*** Block opens ***

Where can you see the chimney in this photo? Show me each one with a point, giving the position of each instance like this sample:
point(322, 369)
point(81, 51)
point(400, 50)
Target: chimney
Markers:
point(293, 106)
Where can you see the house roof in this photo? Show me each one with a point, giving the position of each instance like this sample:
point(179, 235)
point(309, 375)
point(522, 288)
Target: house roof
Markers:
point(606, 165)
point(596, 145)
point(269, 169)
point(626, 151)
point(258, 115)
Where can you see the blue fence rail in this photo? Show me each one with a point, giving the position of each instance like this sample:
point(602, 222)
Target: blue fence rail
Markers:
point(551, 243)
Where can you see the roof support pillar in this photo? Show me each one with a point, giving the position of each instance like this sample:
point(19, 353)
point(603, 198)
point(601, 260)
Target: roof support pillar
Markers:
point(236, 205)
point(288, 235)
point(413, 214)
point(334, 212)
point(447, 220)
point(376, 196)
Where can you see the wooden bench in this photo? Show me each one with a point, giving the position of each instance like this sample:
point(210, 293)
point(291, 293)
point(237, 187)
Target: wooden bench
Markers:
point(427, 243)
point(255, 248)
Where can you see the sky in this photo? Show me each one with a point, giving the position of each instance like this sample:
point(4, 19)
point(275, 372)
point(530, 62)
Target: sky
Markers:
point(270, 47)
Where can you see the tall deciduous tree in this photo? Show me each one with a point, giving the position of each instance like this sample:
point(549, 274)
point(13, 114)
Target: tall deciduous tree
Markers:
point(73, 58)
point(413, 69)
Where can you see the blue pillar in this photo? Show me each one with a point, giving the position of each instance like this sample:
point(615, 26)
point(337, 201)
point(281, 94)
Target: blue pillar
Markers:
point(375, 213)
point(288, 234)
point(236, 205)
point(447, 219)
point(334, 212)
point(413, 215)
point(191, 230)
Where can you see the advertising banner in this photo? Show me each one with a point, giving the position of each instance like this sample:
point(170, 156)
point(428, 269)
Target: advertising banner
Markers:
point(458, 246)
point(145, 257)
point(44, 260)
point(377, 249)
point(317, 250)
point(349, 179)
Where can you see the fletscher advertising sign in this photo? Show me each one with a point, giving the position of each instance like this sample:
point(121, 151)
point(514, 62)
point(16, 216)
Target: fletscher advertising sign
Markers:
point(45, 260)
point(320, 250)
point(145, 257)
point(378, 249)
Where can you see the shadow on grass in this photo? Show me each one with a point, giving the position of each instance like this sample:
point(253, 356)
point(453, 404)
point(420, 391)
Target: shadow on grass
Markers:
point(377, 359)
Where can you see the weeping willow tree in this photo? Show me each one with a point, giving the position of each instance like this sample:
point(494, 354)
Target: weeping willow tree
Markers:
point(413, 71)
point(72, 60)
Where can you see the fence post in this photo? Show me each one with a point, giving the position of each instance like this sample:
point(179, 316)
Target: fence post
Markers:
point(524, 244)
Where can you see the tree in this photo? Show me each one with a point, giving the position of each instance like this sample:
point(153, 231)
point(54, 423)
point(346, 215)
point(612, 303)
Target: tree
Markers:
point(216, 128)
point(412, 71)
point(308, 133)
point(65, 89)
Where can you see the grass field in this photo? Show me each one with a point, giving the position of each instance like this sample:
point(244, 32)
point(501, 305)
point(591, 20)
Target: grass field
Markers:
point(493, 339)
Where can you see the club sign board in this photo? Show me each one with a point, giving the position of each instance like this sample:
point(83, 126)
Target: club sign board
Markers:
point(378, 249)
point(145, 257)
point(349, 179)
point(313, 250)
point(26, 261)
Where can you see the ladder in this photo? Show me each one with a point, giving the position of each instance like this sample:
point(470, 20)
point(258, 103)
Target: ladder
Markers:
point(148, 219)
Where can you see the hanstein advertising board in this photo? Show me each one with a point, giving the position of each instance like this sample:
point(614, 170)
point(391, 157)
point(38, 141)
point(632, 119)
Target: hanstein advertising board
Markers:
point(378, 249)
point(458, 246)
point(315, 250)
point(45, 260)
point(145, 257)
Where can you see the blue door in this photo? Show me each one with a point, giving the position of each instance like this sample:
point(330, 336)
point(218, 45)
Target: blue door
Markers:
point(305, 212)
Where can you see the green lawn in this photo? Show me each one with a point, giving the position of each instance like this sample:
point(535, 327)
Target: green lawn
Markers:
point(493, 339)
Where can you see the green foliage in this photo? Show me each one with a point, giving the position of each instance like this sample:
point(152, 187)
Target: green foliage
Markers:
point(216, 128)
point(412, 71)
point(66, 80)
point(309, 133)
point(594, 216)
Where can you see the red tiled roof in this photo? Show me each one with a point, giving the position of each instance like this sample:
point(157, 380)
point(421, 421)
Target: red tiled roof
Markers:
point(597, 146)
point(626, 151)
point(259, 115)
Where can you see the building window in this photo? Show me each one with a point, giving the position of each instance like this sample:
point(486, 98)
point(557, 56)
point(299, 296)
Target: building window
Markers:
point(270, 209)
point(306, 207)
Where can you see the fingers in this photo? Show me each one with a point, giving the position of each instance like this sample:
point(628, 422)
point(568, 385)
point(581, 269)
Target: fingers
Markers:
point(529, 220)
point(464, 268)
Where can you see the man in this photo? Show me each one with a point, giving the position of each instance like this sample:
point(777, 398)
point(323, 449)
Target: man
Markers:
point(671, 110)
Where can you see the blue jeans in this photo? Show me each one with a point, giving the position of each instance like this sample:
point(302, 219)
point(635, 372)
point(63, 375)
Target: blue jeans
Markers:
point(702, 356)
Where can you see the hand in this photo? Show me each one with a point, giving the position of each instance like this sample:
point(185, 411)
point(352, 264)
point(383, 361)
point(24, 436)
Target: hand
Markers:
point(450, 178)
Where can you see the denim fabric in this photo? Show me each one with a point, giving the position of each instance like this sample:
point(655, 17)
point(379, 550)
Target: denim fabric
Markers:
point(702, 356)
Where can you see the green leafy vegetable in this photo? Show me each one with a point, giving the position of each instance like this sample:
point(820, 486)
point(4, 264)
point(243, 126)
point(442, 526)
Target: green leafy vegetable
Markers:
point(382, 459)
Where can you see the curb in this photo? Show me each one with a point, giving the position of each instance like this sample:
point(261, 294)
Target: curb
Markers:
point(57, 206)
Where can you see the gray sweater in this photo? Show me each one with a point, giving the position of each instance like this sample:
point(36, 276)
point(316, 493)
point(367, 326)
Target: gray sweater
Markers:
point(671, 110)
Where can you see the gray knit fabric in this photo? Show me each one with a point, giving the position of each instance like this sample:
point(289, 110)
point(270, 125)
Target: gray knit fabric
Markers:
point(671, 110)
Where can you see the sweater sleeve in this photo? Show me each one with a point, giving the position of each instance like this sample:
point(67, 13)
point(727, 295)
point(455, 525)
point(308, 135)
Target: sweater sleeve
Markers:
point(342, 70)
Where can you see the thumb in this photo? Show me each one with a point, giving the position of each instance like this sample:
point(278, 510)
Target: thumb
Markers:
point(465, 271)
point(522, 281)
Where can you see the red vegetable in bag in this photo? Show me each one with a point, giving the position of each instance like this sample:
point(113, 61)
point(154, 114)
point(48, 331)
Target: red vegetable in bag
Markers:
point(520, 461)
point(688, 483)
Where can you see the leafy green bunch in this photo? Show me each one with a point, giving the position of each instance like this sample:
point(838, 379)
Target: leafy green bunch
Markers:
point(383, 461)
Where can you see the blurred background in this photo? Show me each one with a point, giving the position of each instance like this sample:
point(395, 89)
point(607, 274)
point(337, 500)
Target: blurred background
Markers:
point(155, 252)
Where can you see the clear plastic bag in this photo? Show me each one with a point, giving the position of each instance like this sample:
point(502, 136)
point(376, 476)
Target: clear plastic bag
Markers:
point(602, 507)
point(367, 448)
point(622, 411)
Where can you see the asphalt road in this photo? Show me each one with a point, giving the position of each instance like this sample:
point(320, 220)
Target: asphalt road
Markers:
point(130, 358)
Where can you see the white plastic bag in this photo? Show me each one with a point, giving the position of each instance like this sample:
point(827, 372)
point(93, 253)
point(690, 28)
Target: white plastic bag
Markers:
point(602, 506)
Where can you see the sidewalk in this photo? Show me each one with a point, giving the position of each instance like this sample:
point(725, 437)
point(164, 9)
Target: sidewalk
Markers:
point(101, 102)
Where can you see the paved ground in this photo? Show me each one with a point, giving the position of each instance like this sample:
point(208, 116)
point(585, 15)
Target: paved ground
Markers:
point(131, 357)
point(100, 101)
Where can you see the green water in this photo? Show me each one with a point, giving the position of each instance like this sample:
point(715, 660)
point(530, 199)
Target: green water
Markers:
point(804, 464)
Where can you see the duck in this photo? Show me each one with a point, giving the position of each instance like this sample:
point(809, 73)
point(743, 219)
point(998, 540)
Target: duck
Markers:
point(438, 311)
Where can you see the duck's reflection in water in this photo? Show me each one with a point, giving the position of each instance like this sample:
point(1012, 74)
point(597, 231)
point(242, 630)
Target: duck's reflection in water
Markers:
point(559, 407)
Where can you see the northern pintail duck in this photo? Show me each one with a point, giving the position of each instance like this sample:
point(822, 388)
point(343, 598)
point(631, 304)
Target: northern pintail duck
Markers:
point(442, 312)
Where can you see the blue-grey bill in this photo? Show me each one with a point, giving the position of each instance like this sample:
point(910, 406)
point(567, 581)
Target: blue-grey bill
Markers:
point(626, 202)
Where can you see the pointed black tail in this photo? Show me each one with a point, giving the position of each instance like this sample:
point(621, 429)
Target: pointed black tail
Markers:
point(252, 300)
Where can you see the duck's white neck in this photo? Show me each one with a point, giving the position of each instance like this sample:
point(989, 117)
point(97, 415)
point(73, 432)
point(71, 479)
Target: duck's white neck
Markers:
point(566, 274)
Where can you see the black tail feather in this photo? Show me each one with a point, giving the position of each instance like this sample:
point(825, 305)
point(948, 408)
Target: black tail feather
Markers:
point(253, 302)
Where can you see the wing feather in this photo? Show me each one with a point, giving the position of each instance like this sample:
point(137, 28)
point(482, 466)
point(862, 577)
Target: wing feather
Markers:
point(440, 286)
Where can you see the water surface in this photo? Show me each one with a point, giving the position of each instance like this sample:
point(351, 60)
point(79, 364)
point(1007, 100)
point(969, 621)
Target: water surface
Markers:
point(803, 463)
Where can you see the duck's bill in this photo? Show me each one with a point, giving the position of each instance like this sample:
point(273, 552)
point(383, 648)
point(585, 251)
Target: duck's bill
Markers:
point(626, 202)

*** Block closes ***

**What to work on:** Please output the lines of the listing above that fall in the stretch from the one with "point(612, 303)" through the one with "Target: club sign board", exactly and only those.

**Result of this exercise:**
point(612, 303)
Target: tree
Markers:
point(216, 128)
point(412, 71)
point(308, 133)
point(65, 89)
Where can you see the grass field in this photo? Show me each one with a point, giving the position of each instance like this sample:
point(244, 32)
point(501, 305)
point(591, 20)
Target: grass field
Markers:
point(493, 339)
Where can you see the club sign board in this photo? Show me each one with a point, giving the position of each instance like this sample:
point(83, 126)
Target: club sign board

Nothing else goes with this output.